How could a conception of history this popular be so radically wrong?  As Woods argues, the vast majority of legitimate historians, even those who are not Catholic, realizes that the term “Dark Ages” is a complete misnomer.  Unfortunately, many writers who are not trained historians (Woods singles some of them out in his introduction) have produced widely read books that savage everything Catholicism-related.  The facts have rarely been allowed to get in the way of a good story, but Woods uses the facts to create an unfamiliar but compelling narrative.

 

It is through his readable prose and clear presentation of information that Woods attempts to appeal to a broad audience, since that is the only way that the popular culture might be transfigured.  Many of the cultural and social institutions that we enjoy today are due almost entirely to the efforts of the Catholic Church.  The Catholic Church’s legacy, Woods insists, is one of intelligence, beauty, justice, and morality.  Woods admits that the Church has had many missteps and embarrassing incidents over the past two millennia, but that when all is put into context, the Church’s reputation ought to be overwhelmingly positive.

## MATERIAL

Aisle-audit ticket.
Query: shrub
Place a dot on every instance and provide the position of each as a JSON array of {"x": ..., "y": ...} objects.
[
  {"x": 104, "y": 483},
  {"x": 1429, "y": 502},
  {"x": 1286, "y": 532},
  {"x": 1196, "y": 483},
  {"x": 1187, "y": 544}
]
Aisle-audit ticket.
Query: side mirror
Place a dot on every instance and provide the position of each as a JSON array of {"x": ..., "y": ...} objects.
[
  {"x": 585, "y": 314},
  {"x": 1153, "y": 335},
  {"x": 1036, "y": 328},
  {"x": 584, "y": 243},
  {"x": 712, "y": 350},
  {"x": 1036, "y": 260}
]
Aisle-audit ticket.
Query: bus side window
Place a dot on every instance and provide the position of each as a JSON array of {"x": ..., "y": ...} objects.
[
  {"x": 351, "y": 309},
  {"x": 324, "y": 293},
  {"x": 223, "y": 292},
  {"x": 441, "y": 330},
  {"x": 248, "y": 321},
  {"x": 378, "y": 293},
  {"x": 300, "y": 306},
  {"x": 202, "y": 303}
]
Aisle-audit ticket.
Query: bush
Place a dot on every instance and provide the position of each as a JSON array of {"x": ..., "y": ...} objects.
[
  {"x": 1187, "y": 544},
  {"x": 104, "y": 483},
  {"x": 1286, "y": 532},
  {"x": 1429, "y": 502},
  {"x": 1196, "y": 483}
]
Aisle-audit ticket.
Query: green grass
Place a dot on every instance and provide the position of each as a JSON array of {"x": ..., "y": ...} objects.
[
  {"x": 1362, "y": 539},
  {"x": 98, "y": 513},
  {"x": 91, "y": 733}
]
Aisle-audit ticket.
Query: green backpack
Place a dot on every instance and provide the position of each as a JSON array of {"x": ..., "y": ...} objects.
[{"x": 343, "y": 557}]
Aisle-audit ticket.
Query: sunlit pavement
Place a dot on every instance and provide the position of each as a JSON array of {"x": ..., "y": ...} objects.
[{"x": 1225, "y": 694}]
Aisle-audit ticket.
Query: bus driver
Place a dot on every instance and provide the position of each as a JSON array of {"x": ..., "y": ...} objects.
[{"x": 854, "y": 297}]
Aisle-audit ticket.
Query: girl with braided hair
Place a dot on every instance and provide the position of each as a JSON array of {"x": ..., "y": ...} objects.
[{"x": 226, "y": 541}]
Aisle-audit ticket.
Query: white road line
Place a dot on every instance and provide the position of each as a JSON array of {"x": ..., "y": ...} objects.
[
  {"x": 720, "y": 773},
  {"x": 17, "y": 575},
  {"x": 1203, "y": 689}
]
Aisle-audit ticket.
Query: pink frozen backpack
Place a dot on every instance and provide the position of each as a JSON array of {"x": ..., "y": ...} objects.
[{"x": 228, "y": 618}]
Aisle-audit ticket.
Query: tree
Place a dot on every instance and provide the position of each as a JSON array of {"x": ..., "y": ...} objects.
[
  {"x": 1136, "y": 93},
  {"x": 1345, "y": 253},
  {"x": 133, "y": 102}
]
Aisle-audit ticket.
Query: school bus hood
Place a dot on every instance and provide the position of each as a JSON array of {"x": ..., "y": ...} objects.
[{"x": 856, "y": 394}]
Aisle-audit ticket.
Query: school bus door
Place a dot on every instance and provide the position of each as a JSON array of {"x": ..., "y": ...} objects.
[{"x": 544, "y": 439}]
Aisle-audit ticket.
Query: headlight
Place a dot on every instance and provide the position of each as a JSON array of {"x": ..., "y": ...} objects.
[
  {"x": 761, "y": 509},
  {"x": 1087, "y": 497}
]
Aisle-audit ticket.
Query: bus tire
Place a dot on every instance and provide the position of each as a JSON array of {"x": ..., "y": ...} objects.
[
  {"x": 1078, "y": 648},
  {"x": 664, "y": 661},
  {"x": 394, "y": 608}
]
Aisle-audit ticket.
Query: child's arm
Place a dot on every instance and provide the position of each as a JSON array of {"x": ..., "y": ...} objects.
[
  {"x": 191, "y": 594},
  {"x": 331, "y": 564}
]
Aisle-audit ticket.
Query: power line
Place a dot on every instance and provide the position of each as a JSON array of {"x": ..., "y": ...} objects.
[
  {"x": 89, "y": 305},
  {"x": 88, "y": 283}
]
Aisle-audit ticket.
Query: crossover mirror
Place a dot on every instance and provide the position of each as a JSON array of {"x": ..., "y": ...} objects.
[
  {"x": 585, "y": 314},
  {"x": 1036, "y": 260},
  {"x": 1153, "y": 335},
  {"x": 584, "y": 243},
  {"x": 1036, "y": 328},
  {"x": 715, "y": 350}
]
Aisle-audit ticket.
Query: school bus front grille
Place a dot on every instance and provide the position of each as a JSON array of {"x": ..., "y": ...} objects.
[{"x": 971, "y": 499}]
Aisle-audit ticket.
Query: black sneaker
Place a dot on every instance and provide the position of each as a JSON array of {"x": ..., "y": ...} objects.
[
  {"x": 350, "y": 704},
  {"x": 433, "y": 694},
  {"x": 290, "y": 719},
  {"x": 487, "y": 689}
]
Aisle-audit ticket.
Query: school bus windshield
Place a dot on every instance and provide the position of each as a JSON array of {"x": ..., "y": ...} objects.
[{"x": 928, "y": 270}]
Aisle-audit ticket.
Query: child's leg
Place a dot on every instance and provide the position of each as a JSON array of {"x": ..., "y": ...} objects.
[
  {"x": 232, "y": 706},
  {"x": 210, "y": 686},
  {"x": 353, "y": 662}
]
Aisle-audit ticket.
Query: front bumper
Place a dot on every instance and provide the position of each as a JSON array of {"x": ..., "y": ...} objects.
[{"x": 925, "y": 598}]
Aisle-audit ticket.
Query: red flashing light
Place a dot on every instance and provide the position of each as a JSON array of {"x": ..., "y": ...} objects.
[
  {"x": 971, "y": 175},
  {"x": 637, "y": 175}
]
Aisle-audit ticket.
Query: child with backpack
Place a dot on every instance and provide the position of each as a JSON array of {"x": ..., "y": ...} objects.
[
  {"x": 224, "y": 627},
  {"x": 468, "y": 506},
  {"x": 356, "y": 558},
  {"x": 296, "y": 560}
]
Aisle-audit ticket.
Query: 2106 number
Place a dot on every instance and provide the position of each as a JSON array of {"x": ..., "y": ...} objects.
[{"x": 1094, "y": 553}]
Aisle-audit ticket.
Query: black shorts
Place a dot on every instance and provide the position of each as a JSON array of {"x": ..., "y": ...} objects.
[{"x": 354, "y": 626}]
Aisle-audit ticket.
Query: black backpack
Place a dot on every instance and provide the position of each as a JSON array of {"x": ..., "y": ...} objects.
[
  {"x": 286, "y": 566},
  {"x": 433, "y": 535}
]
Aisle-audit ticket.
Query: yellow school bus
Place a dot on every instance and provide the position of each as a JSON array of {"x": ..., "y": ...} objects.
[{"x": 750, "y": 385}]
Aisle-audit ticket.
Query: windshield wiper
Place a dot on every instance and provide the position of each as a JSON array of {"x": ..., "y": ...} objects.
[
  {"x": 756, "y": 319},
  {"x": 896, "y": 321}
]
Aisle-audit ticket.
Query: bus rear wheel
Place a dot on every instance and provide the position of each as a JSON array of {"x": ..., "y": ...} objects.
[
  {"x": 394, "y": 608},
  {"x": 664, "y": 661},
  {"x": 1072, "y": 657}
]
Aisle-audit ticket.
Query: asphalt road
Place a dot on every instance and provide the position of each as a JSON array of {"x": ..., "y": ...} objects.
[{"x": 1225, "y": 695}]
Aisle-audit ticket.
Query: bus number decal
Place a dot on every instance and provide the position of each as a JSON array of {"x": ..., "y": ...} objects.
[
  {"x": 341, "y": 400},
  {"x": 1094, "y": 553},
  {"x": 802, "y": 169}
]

## EXERCISE AIM
In the passage about the Catholic Church above, rewrite the stretch from "It is through" through "be overwhelmingly positive.", swapping "legacy" for "heritage".

## TASK SOLUTION
It is through his readable prose and clear presentation of information that Woods attempts to appeal to a broad audience, since that is the only way that the popular culture might be transfigured.  Many of the cultural and social institutions that we enjoy today are due almost entirely to the efforts of the Catholic Church.  The Catholic Church’s heritage, Woods insists, is one of intelligence, beauty, justice, and morality.  Woods admits that the Church has had many missteps and embarrassing incidents over the past two millennia, but that when all is put into context, the Church’s reputation ought to be overwhelmingly positive.